---------- DATASET

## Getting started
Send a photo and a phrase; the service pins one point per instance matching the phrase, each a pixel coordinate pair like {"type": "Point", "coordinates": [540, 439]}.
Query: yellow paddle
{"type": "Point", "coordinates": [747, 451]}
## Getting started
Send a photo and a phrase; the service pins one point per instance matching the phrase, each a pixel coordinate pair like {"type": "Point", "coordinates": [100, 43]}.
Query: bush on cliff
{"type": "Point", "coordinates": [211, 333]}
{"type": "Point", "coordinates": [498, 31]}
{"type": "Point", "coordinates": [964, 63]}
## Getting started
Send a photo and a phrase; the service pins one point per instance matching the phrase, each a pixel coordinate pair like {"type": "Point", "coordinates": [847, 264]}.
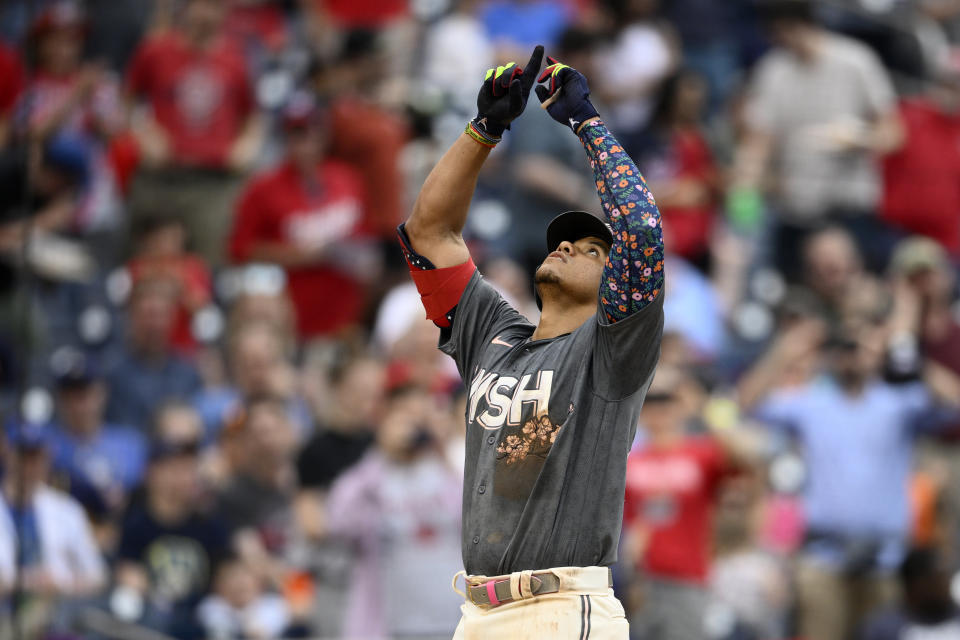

--------------------

* _EXERCISE PROMPT_:
Please reproduce the listing exactly, leaving out any pictures.

* _THE ANSWER_:
## Getting started
Send a photo and a phrase; the service pins one point per instance matching the phrase, each a pixel coordinate pair like {"type": "Point", "coordinates": [540, 439]}.
Query: yellow paddle
{"type": "Point", "coordinates": [747, 451]}
## Getting started
Send a photo and a phrase; the service pins one point per instance matching the phrase, each a pixel coordinate pair like {"type": "Point", "coordinates": [100, 43]}.
Query: bush on cliff
{"type": "Point", "coordinates": [211, 333]}
{"type": "Point", "coordinates": [498, 31]}
{"type": "Point", "coordinates": [964, 63]}
## Getting started
Send a photo and a phrase; the service pins one point per instance matching the phrase, each a pixel coordinate pair like {"type": "Point", "coordinates": [847, 264]}.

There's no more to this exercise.